> SUPPLIED ENTRIES
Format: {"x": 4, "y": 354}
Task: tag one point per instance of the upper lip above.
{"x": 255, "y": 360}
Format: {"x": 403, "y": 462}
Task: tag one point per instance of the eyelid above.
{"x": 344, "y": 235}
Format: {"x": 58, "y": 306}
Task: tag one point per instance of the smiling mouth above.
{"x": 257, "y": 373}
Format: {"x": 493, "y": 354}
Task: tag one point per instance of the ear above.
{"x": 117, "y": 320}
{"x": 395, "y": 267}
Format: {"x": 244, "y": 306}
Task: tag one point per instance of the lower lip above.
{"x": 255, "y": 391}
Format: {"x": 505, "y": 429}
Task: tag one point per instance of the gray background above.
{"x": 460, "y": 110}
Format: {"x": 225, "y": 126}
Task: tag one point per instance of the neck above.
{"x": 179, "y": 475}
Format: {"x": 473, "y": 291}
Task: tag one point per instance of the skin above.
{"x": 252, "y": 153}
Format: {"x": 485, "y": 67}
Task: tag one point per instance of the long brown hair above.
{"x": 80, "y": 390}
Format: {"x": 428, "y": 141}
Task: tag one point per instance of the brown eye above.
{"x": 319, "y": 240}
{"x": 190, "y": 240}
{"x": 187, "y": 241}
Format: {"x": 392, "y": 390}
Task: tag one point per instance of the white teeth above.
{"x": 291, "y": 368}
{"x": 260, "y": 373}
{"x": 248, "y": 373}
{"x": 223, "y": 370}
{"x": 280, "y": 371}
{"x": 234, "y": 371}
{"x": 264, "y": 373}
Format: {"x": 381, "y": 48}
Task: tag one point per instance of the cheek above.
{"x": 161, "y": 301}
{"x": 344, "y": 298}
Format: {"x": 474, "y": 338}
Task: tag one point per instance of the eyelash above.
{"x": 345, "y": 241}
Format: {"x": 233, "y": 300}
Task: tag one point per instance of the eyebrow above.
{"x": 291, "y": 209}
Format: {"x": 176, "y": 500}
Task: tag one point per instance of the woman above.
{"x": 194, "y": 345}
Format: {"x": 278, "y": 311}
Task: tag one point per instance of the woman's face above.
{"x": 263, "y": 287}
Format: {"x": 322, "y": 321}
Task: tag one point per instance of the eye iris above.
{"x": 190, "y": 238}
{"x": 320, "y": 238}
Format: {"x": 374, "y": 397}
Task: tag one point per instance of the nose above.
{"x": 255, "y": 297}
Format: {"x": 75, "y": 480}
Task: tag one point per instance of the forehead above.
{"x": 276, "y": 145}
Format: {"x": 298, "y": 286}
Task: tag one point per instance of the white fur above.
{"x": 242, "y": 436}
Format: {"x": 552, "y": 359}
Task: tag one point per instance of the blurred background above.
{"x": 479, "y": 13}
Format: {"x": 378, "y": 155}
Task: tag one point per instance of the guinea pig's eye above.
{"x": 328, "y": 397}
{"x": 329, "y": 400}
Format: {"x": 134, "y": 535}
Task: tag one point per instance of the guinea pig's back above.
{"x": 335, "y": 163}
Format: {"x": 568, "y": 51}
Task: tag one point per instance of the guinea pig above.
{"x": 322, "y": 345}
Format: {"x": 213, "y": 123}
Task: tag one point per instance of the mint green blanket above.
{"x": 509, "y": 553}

> DIRECTIONS FOR THIS TASK
Output the entire listing above exactly, keeping each line as it is.

> SOLUTION
Format: {"x": 4, "y": 354}
Task: tag one point per instance of the upper lip above.
{"x": 255, "y": 360}
Format: {"x": 403, "y": 462}
Task: tag one point per instance of the eyelid above.
{"x": 344, "y": 235}
Format: {"x": 58, "y": 306}
Task: tag one point per instance of the smiling mouth above.
{"x": 257, "y": 373}
Format: {"x": 493, "y": 354}
Task: tag one point per instance of the ear above.
{"x": 117, "y": 320}
{"x": 395, "y": 267}
Format: {"x": 244, "y": 306}
Task: tag one point per instance of the lower lip above.
{"x": 255, "y": 391}
Format: {"x": 505, "y": 429}
Task: tag one point per instance of the gray background above.
{"x": 460, "y": 110}
Format: {"x": 225, "y": 126}
Task: tag one point per instance of the neck above.
{"x": 179, "y": 475}
Format: {"x": 473, "y": 291}
Task: tag one point per instance of the skin above.
{"x": 252, "y": 153}
Format: {"x": 485, "y": 67}
Task: tag one point per instance of the long brown hair above.
{"x": 80, "y": 390}
Format: {"x": 428, "y": 141}
Task: tag one point per instance of the brown eye above.
{"x": 319, "y": 240}
{"x": 190, "y": 240}
{"x": 187, "y": 241}
Format: {"x": 392, "y": 390}
Task: tag one point per instance of the white teeth above.
{"x": 291, "y": 368}
{"x": 260, "y": 373}
{"x": 248, "y": 373}
{"x": 223, "y": 370}
{"x": 280, "y": 371}
{"x": 234, "y": 371}
{"x": 264, "y": 373}
Format: {"x": 381, "y": 48}
Task: tag one point per instance of the cheek above.
{"x": 161, "y": 301}
{"x": 344, "y": 298}
Format: {"x": 474, "y": 338}
Task: tag one point per instance of the eyelash above.
{"x": 345, "y": 241}
Format: {"x": 233, "y": 300}
Task: tag one point per instance of the eyebrow above.
{"x": 291, "y": 209}
Format: {"x": 176, "y": 500}
Task: tag one point per instance of the woman above.
{"x": 194, "y": 345}
Format: {"x": 278, "y": 311}
Task: tag one point per instance of the woman's face above.
{"x": 263, "y": 287}
Format: {"x": 322, "y": 321}
Task: tag one point per instance of the eye iris above.
{"x": 190, "y": 238}
{"x": 320, "y": 238}
Format: {"x": 374, "y": 397}
Task: tag one point per instance of the nose above.
{"x": 255, "y": 297}
Format: {"x": 75, "y": 480}
Task: tag one point per instance of the forehead above.
{"x": 276, "y": 145}
Format: {"x": 298, "y": 286}
Task: tag one point per instance of the white fur above.
{"x": 242, "y": 436}
Format: {"x": 552, "y": 359}
Task: tag one point per instance of the blurred background above.
{"x": 479, "y": 13}
Format: {"x": 378, "y": 155}
Task: tag one point per instance of the guinea pig's eye above.
{"x": 328, "y": 397}
{"x": 329, "y": 400}
Format: {"x": 134, "y": 535}
Task: tag one point per instance of the guinea pig's back above.
{"x": 335, "y": 163}
Format: {"x": 568, "y": 51}
Task: tag one point per instance of the guinea pig above.
{"x": 322, "y": 345}
Format: {"x": 213, "y": 123}
Task: tag one point per instance of the mint green blanket above.
{"x": 509, "y": 553}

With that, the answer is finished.